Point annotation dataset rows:
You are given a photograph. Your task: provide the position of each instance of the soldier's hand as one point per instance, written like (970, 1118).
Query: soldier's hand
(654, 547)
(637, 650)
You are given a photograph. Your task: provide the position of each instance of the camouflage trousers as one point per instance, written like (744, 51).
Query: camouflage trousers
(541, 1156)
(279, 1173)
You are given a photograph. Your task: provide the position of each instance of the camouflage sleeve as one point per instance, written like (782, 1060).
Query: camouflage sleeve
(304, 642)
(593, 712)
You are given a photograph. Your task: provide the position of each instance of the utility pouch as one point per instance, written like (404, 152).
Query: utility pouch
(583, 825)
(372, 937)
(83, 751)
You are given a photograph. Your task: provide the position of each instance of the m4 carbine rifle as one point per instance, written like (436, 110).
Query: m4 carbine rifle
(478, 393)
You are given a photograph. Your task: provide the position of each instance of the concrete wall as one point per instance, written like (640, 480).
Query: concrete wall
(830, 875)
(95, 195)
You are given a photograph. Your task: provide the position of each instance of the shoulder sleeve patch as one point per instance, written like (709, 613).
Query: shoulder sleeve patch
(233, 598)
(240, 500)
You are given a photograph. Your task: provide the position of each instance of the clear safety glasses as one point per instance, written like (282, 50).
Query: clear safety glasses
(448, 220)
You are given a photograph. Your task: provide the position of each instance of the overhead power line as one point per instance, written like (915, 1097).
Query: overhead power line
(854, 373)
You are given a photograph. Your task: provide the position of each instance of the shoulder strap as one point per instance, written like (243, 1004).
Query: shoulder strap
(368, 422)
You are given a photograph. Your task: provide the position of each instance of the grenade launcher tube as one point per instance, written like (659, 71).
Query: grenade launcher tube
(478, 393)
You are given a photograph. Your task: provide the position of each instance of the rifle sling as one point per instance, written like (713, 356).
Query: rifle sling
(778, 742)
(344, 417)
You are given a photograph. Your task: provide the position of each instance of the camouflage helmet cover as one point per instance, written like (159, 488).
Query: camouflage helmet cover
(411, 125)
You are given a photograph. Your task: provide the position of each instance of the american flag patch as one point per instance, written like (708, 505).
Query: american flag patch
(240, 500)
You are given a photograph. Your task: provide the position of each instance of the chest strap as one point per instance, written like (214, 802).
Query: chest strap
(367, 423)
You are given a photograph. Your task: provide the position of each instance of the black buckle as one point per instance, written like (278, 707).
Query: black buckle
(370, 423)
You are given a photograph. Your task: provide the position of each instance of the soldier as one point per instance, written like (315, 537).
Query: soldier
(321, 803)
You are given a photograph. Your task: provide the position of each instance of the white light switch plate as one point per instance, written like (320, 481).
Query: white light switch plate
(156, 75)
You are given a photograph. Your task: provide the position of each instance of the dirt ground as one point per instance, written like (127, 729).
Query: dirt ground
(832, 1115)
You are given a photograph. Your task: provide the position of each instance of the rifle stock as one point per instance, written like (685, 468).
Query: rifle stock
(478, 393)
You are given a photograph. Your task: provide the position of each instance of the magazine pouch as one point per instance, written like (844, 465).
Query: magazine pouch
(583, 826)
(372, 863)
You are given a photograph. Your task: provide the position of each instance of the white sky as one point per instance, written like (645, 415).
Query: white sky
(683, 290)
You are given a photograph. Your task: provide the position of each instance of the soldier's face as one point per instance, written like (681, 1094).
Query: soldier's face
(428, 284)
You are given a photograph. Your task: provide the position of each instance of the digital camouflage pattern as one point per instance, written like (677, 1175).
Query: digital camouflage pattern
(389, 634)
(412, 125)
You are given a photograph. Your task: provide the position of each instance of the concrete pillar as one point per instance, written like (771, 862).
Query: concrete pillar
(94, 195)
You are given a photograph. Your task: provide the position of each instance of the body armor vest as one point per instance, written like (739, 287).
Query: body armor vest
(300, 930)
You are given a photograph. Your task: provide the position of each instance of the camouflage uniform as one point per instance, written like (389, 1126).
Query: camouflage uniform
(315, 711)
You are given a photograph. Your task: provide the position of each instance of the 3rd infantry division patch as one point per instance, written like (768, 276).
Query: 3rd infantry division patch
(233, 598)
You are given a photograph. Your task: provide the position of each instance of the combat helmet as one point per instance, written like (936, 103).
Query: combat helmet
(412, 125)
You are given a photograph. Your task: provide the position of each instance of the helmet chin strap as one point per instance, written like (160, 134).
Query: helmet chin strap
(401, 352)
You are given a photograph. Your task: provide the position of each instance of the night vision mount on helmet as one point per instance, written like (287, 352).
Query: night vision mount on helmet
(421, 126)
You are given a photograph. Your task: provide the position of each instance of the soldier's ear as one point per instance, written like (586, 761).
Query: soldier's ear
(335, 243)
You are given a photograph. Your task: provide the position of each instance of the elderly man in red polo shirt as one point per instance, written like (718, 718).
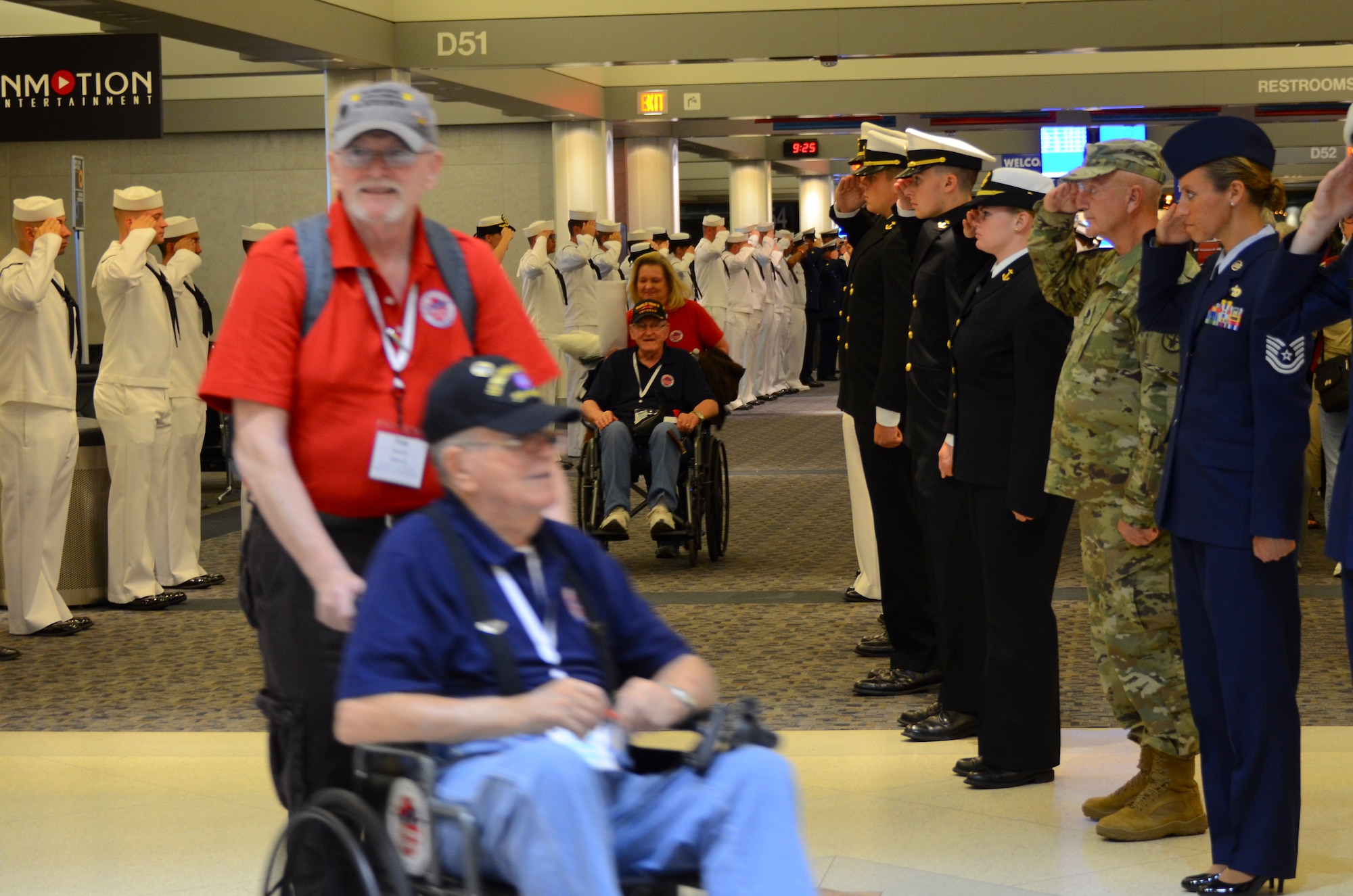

* EXERCISE TASK
Copy every row above word for word, but leave out the pictures.

* RESPONSE
You are given a photograph. Your task: provide the position of each instance of the soldier's hand as one point per instance, written like (970, 1118).
Query: soldier's hand
(654, 547)
(637, 650)
You are given a photograph. Your task: provide the position of each instance of the camouflage trousers as one point per instance, written like (744, 51).
Query: camouflage trousers
(541, 1156)
(279, 1173)
You are given a photograph. Your task: provide the position of each instance of the camouflage sleeve as one point per instance, written like (782, 1060).
Query: camouflage sleeve
(304, 642)
(593, 712)
You are given a photograph. Your task: provide the position of each instance of the utility pouch as one point per instance, written like (404, 152).
Query: utility pouch
(583, 825)
(372, 937)
(83, 751)
You are given a photograph. Your task: provide the position of each instance of the m4 carbine rifle as one point per instance, written like (436, 110).
Query: m4 carbine rifle
(478, 393)
You are given a photograph. Your task: provide the position of each instance of the concrete wall as one point per instance, written like (640, 480).
Query: concrete wall
(830, 875)
(95, 195)
You are given a photograph. Your task: provide the position of each instance of the shoulder sleeve patch as one point per instance, written like (709, 613).
Query: shoulder sleeve patch
(233, 598)
(240, 500)
You are given a photograph. Your task: provide the position of each instance of the clear safety glasses as one point per instance, written like (282, 50).
Query: clear safety glasses
(448, 220)
You are given a photograph. Your task: provide the position of each instance of the overhead power line as one point per instance, written like (915, 1097).
Query: overhead power line
(854, 373)
You are given a photograph. Your task: provide the position of each instance of the shoulder strap as one point per instance, written like (243, 1004).
Query: shoulder strap
(368, 422)
You are given a photograph. Your task: provide the position of each instance of the grenade launcher tube as one point per instance, written like (659, 71).
Query: grenade launcher tube
(478, 393)
You are given a photograph. Your task: provide the position of each instance of the rifle sling as one point per instance, written like (713, 356).
Query: rifle sling
(778, 742)
(344, 417)
You are given a photograph. Your task: provide the position of each instance of the camouflage helmet cover as one point per instance, written like (159, 488).
Query: camouflage helmet cover
(411, 125)
You are given a photograph. Your task: provide the position of each instance of the american flag patch as one point per instance, written like (708, 505).
Query: american flag patch
(240, 500)
You are given a photograph. Your task: provide the position of each instance of the chest strap as one point per instance, written like (214, 802).
Query: chest strap
(367, 423)
You are given a photograph. Your task: provide the position of each instance of the black buckle as one point per instance, written like (278, 707).
Query: black buckle
(370, 423)
You are given a photograph. Your task: provide the position of each instance of the soldier as one point per instance, written like (315, 537).
Query: soldier
(321, 803)
You are given a photograph. Your task: provide the position of each instance of the white light switch plate as one point per instance, written like (320, 481).
Query: white light switch plate
(156, 75)
You are given a photograph. Your task: provide the position of each instance of the dirt ground as one point per instance, written like (127, 729).
Query: dirt ground
(832, 1115)
You are given a photograph. Your task: provide the position of each instance of the rifle stock as one point per instance, written like (685, 468).
Query: rifle stock
(478, 393)
You are given a photograph. Your task: provide the position of each instance of the magazine pouch as one point per instance, written like (844, 465).
Query: magazine pouch
(583, 826)
(372, 863)
You are given a photograph. Your task: provide the position of each instance of the white sky as one point per instance, written like (645, 415).
Query: white sky
(683, 290)
You are given a photograph. Your task: provide the position of each instance of the soldier's face as one point per instance, written like (681, 1094).
Query: soldier's face
(428, 284)
You are given a photograph. Your task: provide the position of each instance of the digital camouflage pattern as one point per instance, written like (677, 1175).
Query: digital camouflage pattern
(389, 634)
(412, 125)
You are given a photograph. Your task: provide the position of each instance of the concrete pillar as one point per instance, written like (771, 862).
Query: concrete pillar
(94, 195)
You are given a photograph. Your task: provide the position of each instance of the body armor vest as one point per instance, written like (739, 287).
Query: body armor vest
(300, 930)
You are given a photograph. Your task: provide the position of each instance of the camouflage uniform as one point per instance, written like (389, 1126).
Query: camouflage uniform
(315, 711)
You are given a photograph. Your task: provide the position of each instance of the 3rd infantry division patch as one point per instance, written like (768, 276).
Query: 3rd infantry division patch
(233, 598)
You are given a photograph. Your task: provide the position of each instance of the combat helmet as one point per instance, written like (936, 103).
Query: combat helmet
(412, 125)
You are given a photograph. Your task: provide the position of each instance of the helmet chin strap as one point per instance, written like (160, 134).
Query: helmet chin strap
(401, 352)
You are given a photograph. Your task: provide the position of each instance of the night vision mount on helmet as one point per instance, written like (287, 352).
Query: night vision mount on helmet
(421, 126)
You are given a photograph. Your task: provide the position of each instance of the soldier's ear as one point per instance, written like (586, 761).
Query: soldier's ear
(335, 243)
You are given a photograph. Your task: provide the position of each instance of the elderly man in red polo shirt as one point per instance, written like (718, 718).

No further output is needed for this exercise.